Trecho do documento >>
****
Mas apenas o escoamento das águas pelo rio Paraíba do Sul e pela vala do Furado não seria suficiente para evitar enchentes. Para Saturnino de Brito, era necessária, também, a abertura permanente das barras de Gruçaí, Açu e Lagamar, que voltariam a funcionar como braços auxiliares do rio Paraíba do Sul e da lagoa Feia. Há outros detalhes, como a construção de diques na parte baixa do rio Paraíba do Sul, a dragagem do rio Ururaí e a abertura de um canal pela margem esquerda do rio Paraíba do Sul começando na altura de Campos e correndo pela margem esquerda até a foz. No final das contas, Saturnino de Brito pretendia restaurar o antigo delta do maior rio da região da maneira mais ampla possível.
Projeto de Saturnino de Brito para drenagem da baixada de Campos
O projeto ficou no papel até ser retomado por Hildebrando de Araujo Góes em seu relatório de 1934. O governo federal havia, então, criado a Comissão de Saneamento da Baixada Fluminense, transformada no Departamento Nacional de Obras e Saneamento, em 1940. O projeto de Saturnino de Brito serviu de base ao plano de drenagem do DNOS, embora tenha sido muito modificado. 

Em 1942, começa o terceiro tempo de Barra do Furado com o início da abertura do canal da Flecha, ligando a lagoa Feia diretamente ao mar. A foz da vala do Furado foi alargada. Em 1949, o canal estava concluído. Apenas na década de 1970, o DNOS instalou uma bateria de 14 comportas no trecho final do canal. Seu objetivo era regular o nível da lagoa. Para levar o projeto até o fim. O órgão federal concebeu um canal submerso na lagoa em forma de tridente, ligando a foz do rio Ururaí à nascente do canal da Flecha. A este canal submerso central, outro partindo da foz do rio Macabu o encontraria. Mais outro saindo ainda do canal de Tocos, na lagoa do Jacaré. Para o funcionamento perfeito do sistema, seria preciso remover um vertedouro natural que apareceu no início do canal da Flecha quando da sua escavação, que recebeu o nome de Duro da Valeta. Os pescadores da lagoa não permitiram essa remoção, havendo, então, um conflito memorável entre o órgão federal e os pescadores, entre 1979 e 1981.

Não seria uma grande obra que dominaria o mar. Bem ao contrário, foi o mar que continuou a barrar a foz do grande canal. Para eliminar de vez esse contratempo, o DNOS construiu dois guias-corrente de pedra na foz. Para amainar a energia oceânica, mais dois espigões foram construídos de cada lado. A obra, realizada no início dos anos de 1980, não foi precedida de estudos sobre energia marinha. Ela seria complementada com um entreposto para atender os grandes barcos pesqueiros. No entanto, o discurso oficial para justificar tão ambicioso empreendimento foi atender aos pescadores de água salgada do Farol de São Thomé.

O prolongamento da foz por dois guias-corrente de pedra desalinhou a costa. A praia do lado de Quissamã, à direita, engordou, enquanto que a do lado esquerdo, em Campos, sofreu forte erosão, ameaçando a integridade do já combalido manguezal da ilha da Carapeba. Abandonada a obra, ela passou a ser efetivamente usada por pequenos e médios barcos de pesca do Farol e do próprio canal da Flecha.
****
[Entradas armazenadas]
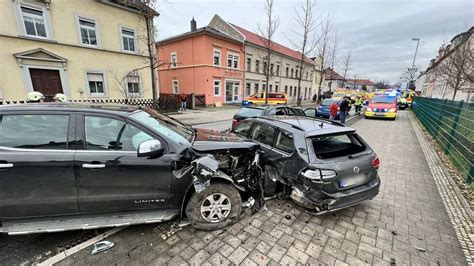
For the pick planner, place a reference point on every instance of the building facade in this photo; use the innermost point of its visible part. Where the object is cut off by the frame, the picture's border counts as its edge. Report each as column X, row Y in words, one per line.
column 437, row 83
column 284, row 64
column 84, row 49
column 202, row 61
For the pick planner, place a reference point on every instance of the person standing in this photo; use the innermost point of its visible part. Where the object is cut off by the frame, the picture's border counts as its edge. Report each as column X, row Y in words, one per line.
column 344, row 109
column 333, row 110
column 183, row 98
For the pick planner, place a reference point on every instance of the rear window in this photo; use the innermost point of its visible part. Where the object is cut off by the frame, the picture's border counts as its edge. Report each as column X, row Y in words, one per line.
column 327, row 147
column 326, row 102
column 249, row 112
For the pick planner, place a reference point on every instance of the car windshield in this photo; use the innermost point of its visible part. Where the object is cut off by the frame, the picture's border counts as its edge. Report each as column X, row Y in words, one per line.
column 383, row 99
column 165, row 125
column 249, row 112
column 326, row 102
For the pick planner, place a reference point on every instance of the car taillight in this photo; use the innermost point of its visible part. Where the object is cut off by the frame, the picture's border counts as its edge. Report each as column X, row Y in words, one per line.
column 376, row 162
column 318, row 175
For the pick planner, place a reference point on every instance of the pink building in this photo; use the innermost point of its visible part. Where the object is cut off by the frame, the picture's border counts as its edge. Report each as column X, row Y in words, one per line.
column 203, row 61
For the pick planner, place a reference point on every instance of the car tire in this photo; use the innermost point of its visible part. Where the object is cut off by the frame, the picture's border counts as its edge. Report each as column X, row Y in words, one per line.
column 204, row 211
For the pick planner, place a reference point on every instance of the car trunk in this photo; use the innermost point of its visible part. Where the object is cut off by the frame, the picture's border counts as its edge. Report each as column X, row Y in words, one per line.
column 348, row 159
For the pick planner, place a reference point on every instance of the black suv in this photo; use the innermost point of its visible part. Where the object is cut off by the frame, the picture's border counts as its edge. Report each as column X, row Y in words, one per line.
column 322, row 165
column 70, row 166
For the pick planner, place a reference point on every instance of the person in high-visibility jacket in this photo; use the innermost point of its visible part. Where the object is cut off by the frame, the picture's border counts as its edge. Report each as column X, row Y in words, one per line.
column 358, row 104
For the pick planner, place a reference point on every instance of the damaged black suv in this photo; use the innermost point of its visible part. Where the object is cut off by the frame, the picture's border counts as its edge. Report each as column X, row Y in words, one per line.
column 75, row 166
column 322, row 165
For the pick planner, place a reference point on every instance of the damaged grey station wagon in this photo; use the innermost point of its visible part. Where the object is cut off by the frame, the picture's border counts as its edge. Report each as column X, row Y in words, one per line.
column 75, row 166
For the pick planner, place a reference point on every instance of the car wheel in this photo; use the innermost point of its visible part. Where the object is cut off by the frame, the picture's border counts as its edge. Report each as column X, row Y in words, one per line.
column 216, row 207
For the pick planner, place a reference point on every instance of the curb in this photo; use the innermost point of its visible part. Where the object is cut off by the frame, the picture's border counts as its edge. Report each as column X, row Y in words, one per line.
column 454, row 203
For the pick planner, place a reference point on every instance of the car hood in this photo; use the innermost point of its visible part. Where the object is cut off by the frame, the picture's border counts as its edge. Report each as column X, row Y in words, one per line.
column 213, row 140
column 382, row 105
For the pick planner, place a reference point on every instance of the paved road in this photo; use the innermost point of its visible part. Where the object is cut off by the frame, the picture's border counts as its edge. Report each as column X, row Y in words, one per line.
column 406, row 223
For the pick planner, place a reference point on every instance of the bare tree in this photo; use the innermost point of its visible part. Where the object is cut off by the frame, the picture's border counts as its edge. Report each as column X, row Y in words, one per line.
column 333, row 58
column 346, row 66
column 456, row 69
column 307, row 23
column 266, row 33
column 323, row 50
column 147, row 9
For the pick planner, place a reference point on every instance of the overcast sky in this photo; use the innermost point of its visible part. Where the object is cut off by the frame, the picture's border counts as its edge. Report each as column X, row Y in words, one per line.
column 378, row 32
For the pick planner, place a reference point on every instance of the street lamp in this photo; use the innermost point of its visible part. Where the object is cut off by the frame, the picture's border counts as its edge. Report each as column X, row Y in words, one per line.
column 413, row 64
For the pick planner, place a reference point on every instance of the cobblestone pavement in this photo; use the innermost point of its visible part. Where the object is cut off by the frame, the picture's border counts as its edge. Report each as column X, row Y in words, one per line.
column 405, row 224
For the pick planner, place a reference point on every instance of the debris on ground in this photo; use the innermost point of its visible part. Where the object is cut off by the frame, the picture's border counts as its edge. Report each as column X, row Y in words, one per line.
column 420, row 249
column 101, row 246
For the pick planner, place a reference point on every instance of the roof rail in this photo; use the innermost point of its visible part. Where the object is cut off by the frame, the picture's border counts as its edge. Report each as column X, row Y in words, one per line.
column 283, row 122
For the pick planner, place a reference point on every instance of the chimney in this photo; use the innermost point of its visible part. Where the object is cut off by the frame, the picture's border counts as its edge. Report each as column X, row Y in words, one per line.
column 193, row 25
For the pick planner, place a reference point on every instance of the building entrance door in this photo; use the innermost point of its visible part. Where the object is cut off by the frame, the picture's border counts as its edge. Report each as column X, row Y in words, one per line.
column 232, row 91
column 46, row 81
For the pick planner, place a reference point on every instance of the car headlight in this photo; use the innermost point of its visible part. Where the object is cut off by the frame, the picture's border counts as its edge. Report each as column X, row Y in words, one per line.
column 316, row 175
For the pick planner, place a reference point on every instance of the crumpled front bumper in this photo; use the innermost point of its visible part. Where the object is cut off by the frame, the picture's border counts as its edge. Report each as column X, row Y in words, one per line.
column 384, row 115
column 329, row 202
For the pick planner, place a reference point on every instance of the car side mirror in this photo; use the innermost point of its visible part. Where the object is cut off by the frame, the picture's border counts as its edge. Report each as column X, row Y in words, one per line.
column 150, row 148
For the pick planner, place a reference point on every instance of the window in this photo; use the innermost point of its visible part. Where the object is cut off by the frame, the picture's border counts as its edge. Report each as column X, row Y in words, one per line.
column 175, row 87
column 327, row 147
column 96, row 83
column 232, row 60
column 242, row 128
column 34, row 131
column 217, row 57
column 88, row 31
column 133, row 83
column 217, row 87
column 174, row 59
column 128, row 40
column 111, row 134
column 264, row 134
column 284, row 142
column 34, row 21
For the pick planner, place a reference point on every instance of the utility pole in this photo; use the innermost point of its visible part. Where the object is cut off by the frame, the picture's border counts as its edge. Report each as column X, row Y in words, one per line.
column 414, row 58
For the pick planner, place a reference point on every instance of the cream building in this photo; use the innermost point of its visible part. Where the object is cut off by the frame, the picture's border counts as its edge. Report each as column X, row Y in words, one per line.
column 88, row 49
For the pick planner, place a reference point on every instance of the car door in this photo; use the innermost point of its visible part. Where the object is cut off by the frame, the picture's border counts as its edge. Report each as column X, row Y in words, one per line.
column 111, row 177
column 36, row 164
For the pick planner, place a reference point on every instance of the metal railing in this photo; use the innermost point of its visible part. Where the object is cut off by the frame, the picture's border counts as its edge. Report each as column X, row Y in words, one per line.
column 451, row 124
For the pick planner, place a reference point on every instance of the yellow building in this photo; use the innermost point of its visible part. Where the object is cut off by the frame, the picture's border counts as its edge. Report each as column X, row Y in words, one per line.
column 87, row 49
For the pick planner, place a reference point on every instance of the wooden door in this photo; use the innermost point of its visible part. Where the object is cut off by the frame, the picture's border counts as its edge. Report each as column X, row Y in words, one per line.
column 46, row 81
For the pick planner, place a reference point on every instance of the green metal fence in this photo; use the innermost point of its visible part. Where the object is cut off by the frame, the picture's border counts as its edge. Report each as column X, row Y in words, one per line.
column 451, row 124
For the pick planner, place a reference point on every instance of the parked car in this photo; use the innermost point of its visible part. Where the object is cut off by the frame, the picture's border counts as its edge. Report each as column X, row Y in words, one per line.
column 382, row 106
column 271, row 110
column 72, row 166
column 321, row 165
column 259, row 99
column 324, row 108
****
Exercício proposto >>
Transcreva, do texto sobre as obras de drenagem na baixada de Campos, a passagem entre "Mas apenas o" e "mais ampla possível.", incluindo ambos os extremos.

Exercício resolvido >>
Mas apenas o escoamento das águas pelo rio Paraíba do Sul e pela vala do Furado não seria suficiente para evitar enchentes. Para Saturnino de Brito, era necessária, também, a abertura permanente das barras de Gruçaí, Açu e Lagamar, que voltariam a funcionar como braços auxiliares do rio Paraíba do Sul e da lagoa Feia. Há outros detalhes, como a construção de diques na parte baixa do rio Paraíba do Sul, a dragagem do rio Ururaí e a abertura de um canal pela margem esquerda do rio Paraíba do Sul começando na altura de Campos e correndo pela margem esquerda até a foz. No final das contas, Saturnino de Brito pretendia restaurar o antigo delta do maior rio da região da maneira mais ampla possível.